# Data under study:
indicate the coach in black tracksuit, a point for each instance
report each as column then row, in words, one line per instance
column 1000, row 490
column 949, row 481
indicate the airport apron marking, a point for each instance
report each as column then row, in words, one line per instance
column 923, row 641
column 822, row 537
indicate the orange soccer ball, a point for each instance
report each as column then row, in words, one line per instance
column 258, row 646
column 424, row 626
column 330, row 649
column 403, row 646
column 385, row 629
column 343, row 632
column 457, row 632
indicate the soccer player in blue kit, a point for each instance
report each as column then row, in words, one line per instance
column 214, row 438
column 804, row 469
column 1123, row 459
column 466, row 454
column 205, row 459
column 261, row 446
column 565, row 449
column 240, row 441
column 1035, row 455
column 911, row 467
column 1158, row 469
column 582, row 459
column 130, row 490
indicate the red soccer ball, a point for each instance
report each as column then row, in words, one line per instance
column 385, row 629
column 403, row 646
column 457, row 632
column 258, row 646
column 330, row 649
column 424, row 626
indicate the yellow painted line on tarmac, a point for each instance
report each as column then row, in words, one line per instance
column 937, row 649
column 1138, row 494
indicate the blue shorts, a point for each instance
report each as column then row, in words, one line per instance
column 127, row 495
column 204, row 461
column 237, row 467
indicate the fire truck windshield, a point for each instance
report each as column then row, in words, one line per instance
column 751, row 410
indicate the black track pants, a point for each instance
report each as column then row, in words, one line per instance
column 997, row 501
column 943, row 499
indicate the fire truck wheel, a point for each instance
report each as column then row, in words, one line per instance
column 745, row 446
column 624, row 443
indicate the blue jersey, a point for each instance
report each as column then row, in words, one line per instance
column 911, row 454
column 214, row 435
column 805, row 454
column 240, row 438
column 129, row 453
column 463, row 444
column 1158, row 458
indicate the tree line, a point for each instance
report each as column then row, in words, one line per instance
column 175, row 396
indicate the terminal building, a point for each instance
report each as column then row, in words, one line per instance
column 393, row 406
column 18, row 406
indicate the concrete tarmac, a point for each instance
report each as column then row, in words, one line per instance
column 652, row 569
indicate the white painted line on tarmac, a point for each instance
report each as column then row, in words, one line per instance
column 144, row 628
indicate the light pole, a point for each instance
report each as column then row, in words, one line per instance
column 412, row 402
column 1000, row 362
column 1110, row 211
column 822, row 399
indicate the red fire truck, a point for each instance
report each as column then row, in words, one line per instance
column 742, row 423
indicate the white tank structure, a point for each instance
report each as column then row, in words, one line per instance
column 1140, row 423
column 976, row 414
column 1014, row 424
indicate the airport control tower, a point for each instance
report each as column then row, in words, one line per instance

# Task:
Every line in the data above that contains "soccer" needs to be copied.

# Response for this exercise:
indicate the orange soccer ball, a point for each instance
indicate the soccer player in blue kit, a point for each instance
indicate the red soccer ball, a point for each instance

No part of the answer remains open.